Required actions
A - Please explain, in one to three sentences, why the Birmingham Corporation needs the land covered by the compulsory purchase order, according to the speech about the Handsworth order.
B - In the speech about the Handsworth order, on which dates was the public inquiry held?
C - For each statement below, say whether the speech about the Handsworth order agrees with it, and quote the deciding words: (i) The Minister of Education made the order. (ii) The land affected is about eight acres. (iii) All five objectors owned plots on the site.

Passage shown

The subject which I wish to raise tonight is the confirmation by the Minister of Education of the Birmingham (Church Lane, Handsworth) Compulsory Purchase Order, 1951. This Order was made by the Birmingham Corporation at the request of the local education authority. The land affected consists of approximately eight acres lying between Church Lane and the Handsworth Wood Road. This land is required by the Birmingham Corporation for the erection of two secondary modern schools—a three-form girls' school and a four-form mixed school. Whereas the girls' school is urgent, and has been budgeted for in the current financial year, the Corporation is ready to admit that the second school is unlikely to be erected for five years, and, indeed, probably not for 10 years.
On 13th and 14th December, 1951, a public inquiry into this Order was held at the Council House, Birmingham, by Mr. H. W. Standring, of H. G. Godfrey Payton and Son, 25, High Street, Warwick, and he took evidence from the Birmingham Corporation and from the objectors to the Order. As one might expect, four out of the five objectors were the owners of the plots of which the site consists. Two of the largest plots, namely, those of Mr. Scott of Oaklands, Church Lane, and of Mr. Elvins, of 92, Handsworth Wood Road, are being cultivated only to a limited extent.

Stored data
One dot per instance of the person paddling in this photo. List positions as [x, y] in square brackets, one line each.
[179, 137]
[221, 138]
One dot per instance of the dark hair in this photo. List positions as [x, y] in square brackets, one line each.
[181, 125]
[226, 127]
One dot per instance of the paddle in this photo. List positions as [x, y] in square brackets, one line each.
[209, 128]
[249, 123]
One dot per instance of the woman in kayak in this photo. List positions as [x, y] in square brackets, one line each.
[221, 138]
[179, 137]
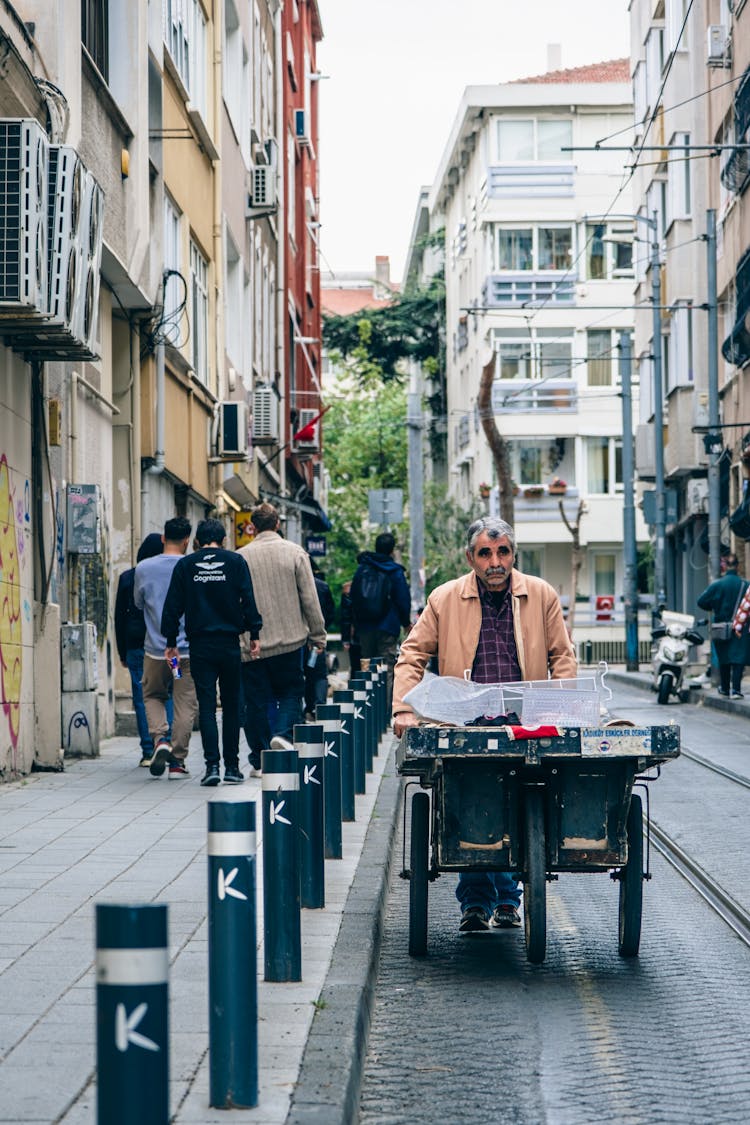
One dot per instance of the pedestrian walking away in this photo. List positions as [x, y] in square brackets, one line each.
[722, 597]
[213, 588]
[129, 637]
[151, 583]
[316, 663]
[381, 604]
[504, 626]
[285, 590]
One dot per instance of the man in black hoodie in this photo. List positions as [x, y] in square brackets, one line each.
[214, 590]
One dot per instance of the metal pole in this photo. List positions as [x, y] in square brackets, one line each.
[310, 748]
[133, 1060]
[328, 716]
[630, 549]
[715, 444]
[659, 569]
[416, 494]
[345, 701]
[232, 960]
[281, 918]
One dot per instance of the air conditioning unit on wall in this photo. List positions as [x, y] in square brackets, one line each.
[265, 415]
[24, 159]
[233, 438]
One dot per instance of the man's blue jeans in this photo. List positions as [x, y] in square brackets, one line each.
[487, 889]
[273, 687]
[134, 660]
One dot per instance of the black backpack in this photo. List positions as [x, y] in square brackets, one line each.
[370, 595]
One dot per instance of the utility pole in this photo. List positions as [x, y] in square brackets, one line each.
[416, 492]
[713, 439]
[659, 568]
[630, 548]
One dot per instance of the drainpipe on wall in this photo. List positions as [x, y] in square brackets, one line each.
[281, 234]
[157, 467]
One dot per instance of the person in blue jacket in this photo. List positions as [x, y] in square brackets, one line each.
[381, 604]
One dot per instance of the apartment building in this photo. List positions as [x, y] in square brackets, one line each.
[539, 273]
[151, 365]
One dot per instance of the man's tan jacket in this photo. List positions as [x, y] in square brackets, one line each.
[450, 626]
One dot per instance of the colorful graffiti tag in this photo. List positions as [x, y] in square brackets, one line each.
[11, 651]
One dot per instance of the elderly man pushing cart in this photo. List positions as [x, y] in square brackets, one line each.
[504, 627]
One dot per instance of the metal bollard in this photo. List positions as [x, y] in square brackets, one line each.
[328, 716]
[345, 701]
[360, 684]
[133, 1059]
[281, 918]
[310, 748]
[232, 952]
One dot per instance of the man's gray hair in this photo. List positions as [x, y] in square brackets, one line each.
[495, 529]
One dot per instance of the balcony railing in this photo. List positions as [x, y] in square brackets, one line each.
[548, 287]
[517, 396]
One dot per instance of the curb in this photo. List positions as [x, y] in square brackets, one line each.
[327, 1089]
[641, 681]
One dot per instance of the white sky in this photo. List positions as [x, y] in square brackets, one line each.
[397, 71]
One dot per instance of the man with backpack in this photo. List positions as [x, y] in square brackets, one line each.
[380, 603]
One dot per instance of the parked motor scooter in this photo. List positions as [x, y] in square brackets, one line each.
[672, 635]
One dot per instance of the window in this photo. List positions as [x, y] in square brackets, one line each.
[599, 353]
[678, 179]
[540, 248]
[531, 140]
[554, 248]
[540, 354]
[184, 35]
[514, 249]
[95, 33]
[199, 313]
[174, 287]
[608, 251]
[604, 466]
[678, 368]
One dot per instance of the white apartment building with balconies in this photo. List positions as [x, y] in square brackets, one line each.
[539, 270]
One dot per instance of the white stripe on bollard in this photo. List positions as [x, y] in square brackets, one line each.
[232, 844]
[132, 966]
[272, 782]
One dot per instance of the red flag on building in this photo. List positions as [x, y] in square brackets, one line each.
[307, 433]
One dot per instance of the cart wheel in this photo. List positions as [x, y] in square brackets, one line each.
[666, 682]
[419, 856]
[535, 879]
[631, 883]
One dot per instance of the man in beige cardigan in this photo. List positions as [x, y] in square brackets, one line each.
[499, 626]
[273, 683]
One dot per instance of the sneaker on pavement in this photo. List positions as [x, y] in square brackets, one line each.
[162, 755]
[473, 920]
[211, 776]
[505, 916]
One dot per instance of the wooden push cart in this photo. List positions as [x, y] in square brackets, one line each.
[534, 807]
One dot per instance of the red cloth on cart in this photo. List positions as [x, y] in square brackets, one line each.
[515, 734]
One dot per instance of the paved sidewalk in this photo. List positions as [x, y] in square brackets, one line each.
[105, 830]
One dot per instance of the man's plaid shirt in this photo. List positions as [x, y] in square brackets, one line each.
[497, 658]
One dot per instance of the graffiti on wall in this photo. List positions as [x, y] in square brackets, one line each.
[14, 521]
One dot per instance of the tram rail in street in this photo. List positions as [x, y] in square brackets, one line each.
[735, 917]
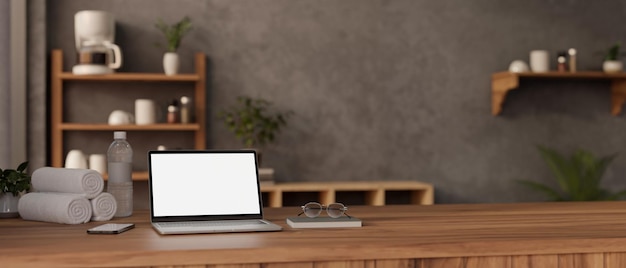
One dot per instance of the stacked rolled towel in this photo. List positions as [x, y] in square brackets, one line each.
[61, 194]
[55, 207]
[68, 180]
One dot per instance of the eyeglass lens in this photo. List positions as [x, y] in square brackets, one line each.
[314, 209]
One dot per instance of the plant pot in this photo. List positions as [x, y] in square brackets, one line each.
[171, 63]
[612, 66]
[8, 205]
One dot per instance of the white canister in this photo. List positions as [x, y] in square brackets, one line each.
[539, 61]
[98, 162]
[75, 159]
[145, 112]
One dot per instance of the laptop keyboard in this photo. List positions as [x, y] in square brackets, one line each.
[204, 224]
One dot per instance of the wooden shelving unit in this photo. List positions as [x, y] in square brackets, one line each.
[375, 191]
[503, 82]
[59, 126]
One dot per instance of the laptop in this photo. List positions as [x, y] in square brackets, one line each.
[205, 191]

Worked solutions
A - The Corporation needs the land to build two secondary modern schools: a three-form girls' school and a four-form mixed school. The girls' school is urgent and has been budgeted for in the current financial year. The second school is unlikely to be built for five years and probably not for 10.

B - 13th and 14th December, 1951.

C -
(i) No: "This Order was made by the Birmingham Corporation at the request of the local education authority."
(ii) Yes: "approximately eight acres lying between Church Lane and the Handsworth Wood Road"
(iii) No: "four out of the five objectors were the owners of the plots of which the site consists"